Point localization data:
··········

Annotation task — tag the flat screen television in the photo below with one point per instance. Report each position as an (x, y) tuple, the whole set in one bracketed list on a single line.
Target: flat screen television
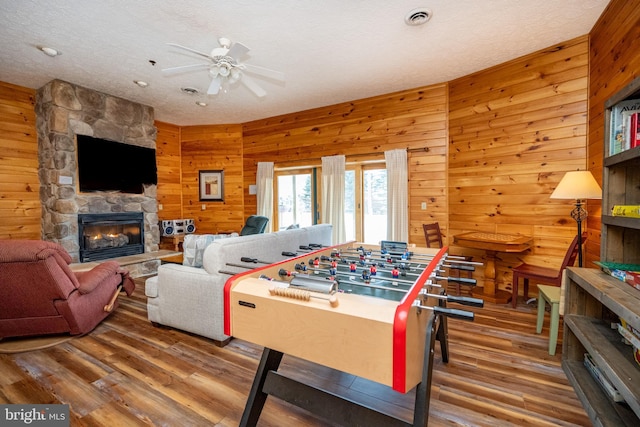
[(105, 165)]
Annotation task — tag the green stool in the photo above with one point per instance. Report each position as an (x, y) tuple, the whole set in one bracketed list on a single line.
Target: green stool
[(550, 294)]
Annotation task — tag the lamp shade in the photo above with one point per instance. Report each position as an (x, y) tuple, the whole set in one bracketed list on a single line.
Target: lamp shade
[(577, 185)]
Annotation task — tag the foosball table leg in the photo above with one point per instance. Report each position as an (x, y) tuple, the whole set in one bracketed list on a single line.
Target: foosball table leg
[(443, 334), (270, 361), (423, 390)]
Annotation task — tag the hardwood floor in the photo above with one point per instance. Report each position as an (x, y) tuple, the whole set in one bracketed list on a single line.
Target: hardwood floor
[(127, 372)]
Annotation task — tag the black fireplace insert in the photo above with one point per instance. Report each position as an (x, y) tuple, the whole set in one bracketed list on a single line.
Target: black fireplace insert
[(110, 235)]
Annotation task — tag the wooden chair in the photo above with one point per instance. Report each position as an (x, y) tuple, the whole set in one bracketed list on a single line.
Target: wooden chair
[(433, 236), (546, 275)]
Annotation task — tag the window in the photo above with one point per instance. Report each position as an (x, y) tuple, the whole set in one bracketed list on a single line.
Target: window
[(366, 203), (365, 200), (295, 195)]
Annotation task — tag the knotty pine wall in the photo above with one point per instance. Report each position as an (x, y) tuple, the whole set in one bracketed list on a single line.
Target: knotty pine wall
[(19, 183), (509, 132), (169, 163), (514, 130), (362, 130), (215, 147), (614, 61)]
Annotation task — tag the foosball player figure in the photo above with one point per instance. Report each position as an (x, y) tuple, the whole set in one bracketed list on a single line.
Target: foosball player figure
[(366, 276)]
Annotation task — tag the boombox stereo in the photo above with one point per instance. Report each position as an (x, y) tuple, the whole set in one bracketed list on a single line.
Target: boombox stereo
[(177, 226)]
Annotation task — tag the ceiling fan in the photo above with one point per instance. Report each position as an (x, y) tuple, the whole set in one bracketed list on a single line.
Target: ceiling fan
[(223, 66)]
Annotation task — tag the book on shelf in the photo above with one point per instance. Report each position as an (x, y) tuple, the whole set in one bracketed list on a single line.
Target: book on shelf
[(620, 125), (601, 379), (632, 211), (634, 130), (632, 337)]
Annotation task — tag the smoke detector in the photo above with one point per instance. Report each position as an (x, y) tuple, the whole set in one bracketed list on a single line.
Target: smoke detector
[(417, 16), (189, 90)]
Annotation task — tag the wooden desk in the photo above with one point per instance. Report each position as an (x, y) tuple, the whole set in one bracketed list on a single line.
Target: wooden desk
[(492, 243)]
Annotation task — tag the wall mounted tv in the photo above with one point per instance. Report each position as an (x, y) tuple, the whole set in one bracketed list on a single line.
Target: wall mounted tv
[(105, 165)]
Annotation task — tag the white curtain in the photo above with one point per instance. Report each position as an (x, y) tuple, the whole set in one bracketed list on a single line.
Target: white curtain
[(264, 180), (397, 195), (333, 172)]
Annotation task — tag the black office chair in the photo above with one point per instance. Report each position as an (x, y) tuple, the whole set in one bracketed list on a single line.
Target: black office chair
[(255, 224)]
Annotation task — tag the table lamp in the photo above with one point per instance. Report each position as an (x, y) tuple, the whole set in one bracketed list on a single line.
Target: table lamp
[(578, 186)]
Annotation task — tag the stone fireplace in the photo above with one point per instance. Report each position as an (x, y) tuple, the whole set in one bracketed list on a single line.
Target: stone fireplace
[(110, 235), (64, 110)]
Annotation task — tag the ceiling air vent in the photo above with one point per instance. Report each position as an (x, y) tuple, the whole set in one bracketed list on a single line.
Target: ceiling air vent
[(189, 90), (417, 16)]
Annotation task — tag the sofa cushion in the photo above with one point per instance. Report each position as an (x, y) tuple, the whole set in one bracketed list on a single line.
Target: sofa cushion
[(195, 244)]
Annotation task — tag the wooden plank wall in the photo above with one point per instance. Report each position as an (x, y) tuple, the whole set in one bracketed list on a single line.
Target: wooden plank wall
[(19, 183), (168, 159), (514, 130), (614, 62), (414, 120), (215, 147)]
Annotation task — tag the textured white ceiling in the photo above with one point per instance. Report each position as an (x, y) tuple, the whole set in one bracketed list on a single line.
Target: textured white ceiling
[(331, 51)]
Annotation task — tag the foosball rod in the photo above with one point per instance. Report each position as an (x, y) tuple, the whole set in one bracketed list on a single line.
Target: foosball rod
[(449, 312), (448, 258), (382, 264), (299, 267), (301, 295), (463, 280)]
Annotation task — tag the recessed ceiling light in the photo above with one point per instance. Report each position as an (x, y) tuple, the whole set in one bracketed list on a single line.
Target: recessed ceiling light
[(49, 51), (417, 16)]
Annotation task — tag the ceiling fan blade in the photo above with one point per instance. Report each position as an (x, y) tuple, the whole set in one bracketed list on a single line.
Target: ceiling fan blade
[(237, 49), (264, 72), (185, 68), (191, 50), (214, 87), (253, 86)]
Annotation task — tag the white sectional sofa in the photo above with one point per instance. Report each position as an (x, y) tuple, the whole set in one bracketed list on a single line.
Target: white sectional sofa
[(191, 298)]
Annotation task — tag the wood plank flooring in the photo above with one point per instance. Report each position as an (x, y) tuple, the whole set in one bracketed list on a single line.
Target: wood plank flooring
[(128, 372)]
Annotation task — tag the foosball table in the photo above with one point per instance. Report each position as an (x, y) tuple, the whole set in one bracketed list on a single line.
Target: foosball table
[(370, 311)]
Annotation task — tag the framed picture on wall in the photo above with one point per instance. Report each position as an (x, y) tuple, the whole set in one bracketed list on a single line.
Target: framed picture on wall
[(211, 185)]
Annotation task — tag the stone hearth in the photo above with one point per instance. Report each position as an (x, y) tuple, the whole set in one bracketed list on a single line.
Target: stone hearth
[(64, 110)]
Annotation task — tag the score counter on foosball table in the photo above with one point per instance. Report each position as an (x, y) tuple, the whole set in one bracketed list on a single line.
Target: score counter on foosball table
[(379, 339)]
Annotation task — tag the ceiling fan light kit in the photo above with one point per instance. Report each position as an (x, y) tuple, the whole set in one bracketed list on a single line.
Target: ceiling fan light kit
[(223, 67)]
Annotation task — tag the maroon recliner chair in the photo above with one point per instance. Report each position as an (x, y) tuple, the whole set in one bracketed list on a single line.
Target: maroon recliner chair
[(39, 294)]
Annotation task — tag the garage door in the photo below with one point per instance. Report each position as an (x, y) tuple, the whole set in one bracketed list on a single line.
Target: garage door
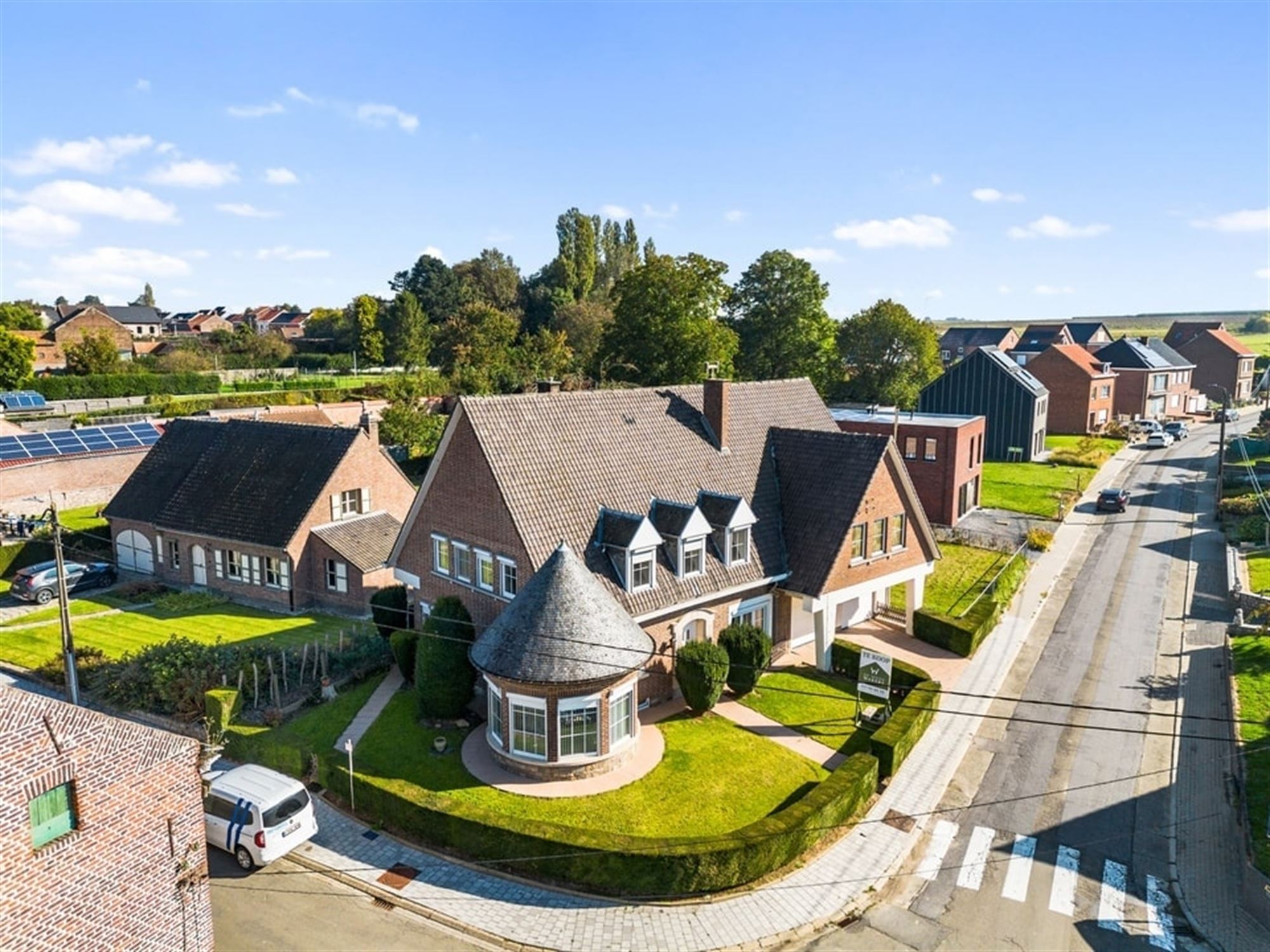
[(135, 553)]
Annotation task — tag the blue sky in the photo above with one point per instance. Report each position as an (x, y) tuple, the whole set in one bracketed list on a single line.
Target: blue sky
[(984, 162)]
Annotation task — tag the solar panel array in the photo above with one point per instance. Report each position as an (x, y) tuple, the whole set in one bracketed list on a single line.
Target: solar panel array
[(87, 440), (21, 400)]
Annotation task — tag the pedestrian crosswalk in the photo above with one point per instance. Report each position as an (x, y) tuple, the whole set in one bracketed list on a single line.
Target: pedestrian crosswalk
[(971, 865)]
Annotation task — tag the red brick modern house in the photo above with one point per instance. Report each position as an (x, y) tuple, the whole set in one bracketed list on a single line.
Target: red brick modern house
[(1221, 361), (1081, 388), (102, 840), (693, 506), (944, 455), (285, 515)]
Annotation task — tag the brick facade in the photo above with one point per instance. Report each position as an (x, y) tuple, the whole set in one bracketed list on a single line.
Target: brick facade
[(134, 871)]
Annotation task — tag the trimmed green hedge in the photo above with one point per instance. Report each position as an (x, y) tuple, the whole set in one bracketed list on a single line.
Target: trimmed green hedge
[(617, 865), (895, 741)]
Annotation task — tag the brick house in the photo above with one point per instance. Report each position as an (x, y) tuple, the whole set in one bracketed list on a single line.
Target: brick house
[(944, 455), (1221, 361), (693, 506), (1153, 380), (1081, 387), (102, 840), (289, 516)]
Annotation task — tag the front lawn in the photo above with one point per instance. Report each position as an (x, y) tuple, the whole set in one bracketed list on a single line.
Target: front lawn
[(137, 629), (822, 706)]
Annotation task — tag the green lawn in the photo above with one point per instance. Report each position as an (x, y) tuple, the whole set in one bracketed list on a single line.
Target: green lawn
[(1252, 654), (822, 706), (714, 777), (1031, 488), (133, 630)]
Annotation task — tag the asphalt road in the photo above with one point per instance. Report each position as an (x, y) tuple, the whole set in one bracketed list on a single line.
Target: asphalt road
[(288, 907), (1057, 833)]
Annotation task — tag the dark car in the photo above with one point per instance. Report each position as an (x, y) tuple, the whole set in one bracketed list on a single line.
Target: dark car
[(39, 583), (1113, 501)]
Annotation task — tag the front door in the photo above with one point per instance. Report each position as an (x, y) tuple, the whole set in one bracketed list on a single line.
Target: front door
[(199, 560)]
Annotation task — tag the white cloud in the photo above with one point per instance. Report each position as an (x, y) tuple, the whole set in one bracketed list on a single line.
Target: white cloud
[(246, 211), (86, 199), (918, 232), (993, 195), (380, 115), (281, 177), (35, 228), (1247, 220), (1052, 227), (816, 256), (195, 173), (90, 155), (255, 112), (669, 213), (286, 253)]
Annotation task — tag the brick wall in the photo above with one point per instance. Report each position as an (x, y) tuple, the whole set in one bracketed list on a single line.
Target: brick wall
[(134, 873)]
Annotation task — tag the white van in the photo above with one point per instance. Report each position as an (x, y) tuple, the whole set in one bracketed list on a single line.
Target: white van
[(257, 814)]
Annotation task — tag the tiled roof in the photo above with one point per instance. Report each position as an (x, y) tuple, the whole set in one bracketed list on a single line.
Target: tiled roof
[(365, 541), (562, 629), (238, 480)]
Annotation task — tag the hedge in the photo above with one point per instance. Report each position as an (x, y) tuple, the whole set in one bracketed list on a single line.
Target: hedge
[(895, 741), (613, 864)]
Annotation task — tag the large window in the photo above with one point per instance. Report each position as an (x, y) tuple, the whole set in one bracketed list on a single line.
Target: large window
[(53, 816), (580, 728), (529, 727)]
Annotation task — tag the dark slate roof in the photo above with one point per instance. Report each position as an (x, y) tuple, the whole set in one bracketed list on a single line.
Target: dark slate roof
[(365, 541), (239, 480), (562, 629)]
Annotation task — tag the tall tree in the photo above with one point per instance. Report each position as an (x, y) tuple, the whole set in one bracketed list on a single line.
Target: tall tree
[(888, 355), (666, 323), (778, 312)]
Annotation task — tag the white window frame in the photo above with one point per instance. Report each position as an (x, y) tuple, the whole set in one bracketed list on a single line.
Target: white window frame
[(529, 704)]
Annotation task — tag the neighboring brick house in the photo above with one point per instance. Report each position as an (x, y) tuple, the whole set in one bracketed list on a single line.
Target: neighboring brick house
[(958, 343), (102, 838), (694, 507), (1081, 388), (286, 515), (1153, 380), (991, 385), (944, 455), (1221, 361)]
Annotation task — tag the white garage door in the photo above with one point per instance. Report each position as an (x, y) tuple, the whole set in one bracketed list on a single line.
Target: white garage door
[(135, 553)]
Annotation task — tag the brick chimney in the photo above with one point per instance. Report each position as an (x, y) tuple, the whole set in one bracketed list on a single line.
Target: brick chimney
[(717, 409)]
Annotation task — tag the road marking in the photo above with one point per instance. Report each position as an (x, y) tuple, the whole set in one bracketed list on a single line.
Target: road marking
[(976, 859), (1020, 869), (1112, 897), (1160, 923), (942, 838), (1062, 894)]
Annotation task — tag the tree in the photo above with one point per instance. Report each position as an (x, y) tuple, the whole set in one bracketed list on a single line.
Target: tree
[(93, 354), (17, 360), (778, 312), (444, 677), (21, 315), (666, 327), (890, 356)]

··········

Say how many of the lines above include the string "below", and give no other words.

2